- Your objective: Transcribe the passage on Pearl Harbor intelligence, starting with "That the Consulate" and going on through "which specific anchorages.".

- Passage given:
We have talked before about what Washington saw fit to tell Pearl Harbor, and one strand of intelligence was a series of near-daily messages from the Japanese Consulate in Honolulu back to Tokyo, informing Fleet HQ about which ships were at which anchorages in the harbor.

This stream of information was controlled by Richmond Kelly “Terrible” Turner in the Navy’s Office of War Plans. This became known as “The Bomb Plot” messages, using the Naval context of the term ‘plot’ as a map notation rather than some conspiracy. Although of course, it was that too.

It wa sa curious thing. Turner thought pacific Fleet commander Husband Kimmel had no need to know that the Japanese wanted precise locational information daily on his ships. That, in turn, played into the counterintelligence matter of whether there were Japanese spies on O’ahu. That would drive the response, which was the threat was not from Japanese warships, but rather from American citizens of Japanese extraction.

That the Consulate in fact had a HUMINT collector was a matter that was denied and then revealed by turns as the investigations- or witch hunts- continued after the attack itself, and after the war was concluded on terms favorable to the United States.

It all muddied the waters of warning and responsibility. I think clearly that Fleet Intelligence Officer Eddie Layton would have had a different perspective on what was coming, if he had known that Toyko was interested in a daily account of what fleet units were at which specific anchorages.

Admiral Nimitz appears prominently in the first article, as it attempts to compare and contrast the intelligence failure at Pearl, and the intelligence success at the battle of Midway that turned the tide.

Nimitz did not trust his intelligence officers blindly, and I talked with Mac about that many a time. The matter of radio silence by the Japanese Fleet in both attacks, and warning of their location is one that deals with what the system was able to read, what it was able to interpret, and how the information could be fused to present an actionable course to a gifted and bold commander.

Really, intelligence is nothing more than objective and classified journalism: the who, what, where and why of an effective story are precisely the same.

The article by Villa and Wilford argues something quite different, and gets to something I would like to ask Mac about right now. Their article speaks plainly to the fact that this is an information warfare puzzle about history itself. The attack on Pearl happened. Scapegoats had to be found. Kimmel and Short were the patsies. Note, if you will, the amazing amount of primary information that has strangely gone missing: the SS Lurline radio logs that might have proven the Japanese were coming, watch logs from HYPO, whole years of files from ONI vanished.

Dataset excerpt
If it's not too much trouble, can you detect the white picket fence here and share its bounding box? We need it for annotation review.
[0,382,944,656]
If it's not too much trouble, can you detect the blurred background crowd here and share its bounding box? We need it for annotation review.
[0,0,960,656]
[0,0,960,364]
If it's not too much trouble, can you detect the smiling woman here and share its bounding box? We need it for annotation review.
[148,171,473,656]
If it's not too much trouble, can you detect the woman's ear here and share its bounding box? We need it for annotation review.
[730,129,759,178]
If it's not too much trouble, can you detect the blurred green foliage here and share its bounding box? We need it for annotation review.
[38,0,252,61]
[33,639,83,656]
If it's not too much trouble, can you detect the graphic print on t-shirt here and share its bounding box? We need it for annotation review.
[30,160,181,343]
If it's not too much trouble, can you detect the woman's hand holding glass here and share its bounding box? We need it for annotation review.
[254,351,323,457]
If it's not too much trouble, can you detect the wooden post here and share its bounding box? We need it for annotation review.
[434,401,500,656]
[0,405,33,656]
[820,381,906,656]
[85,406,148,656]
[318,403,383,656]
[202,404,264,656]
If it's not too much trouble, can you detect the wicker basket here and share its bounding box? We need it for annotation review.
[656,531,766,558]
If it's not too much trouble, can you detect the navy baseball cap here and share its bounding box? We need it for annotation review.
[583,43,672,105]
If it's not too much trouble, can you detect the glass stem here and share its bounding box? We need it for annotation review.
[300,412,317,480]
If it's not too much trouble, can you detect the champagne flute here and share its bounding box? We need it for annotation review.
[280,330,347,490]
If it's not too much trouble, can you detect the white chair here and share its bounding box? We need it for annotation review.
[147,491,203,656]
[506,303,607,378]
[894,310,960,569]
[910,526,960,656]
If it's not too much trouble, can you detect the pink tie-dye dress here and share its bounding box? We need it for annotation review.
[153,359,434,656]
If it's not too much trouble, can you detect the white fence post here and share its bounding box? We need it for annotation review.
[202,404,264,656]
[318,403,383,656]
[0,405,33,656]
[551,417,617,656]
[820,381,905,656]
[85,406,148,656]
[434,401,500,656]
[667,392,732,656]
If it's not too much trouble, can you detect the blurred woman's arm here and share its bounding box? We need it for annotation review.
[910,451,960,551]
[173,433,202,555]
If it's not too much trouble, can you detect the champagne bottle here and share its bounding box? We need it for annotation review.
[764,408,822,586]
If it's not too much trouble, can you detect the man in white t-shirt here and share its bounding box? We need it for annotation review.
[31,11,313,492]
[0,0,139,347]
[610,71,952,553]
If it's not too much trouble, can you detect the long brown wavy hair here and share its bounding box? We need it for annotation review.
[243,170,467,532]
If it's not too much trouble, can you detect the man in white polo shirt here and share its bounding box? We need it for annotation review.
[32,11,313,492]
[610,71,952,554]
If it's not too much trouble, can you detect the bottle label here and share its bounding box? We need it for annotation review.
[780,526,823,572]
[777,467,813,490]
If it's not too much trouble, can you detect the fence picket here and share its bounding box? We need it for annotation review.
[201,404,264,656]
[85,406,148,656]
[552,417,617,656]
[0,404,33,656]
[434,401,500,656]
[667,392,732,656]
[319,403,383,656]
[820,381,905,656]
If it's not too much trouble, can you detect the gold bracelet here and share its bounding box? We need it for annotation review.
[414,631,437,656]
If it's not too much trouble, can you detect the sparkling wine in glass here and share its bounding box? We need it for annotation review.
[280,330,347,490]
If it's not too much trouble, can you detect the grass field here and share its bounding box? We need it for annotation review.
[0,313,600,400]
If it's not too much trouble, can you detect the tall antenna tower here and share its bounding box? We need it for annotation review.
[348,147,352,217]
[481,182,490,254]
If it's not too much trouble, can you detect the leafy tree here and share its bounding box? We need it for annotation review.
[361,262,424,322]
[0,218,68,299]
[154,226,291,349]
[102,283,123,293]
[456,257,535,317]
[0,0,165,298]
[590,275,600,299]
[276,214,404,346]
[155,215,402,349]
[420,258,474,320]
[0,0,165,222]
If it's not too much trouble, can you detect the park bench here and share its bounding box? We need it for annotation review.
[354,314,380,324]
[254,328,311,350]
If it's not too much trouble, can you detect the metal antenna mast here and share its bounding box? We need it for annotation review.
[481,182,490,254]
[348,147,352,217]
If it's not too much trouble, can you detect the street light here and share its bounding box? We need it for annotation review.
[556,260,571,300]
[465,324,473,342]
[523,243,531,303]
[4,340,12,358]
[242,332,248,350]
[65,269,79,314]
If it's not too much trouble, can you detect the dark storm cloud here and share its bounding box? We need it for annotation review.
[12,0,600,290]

- Task solution:
That the Consulate in fact had a HUMINT collector was a matter that was denied and then revealed by turns as the investigations- or witch hunts- continued after the attack itself, and after the war was concluded on terms favorable to the United States.

It all muddied the waters of warning and responsibility. I think clearly that Fleet Intelligence Officer Eddie Layton would have had a different perspective on what was coming, if he had known that Toyko was interested in a daily account of what fleet units were at which specific anchorages.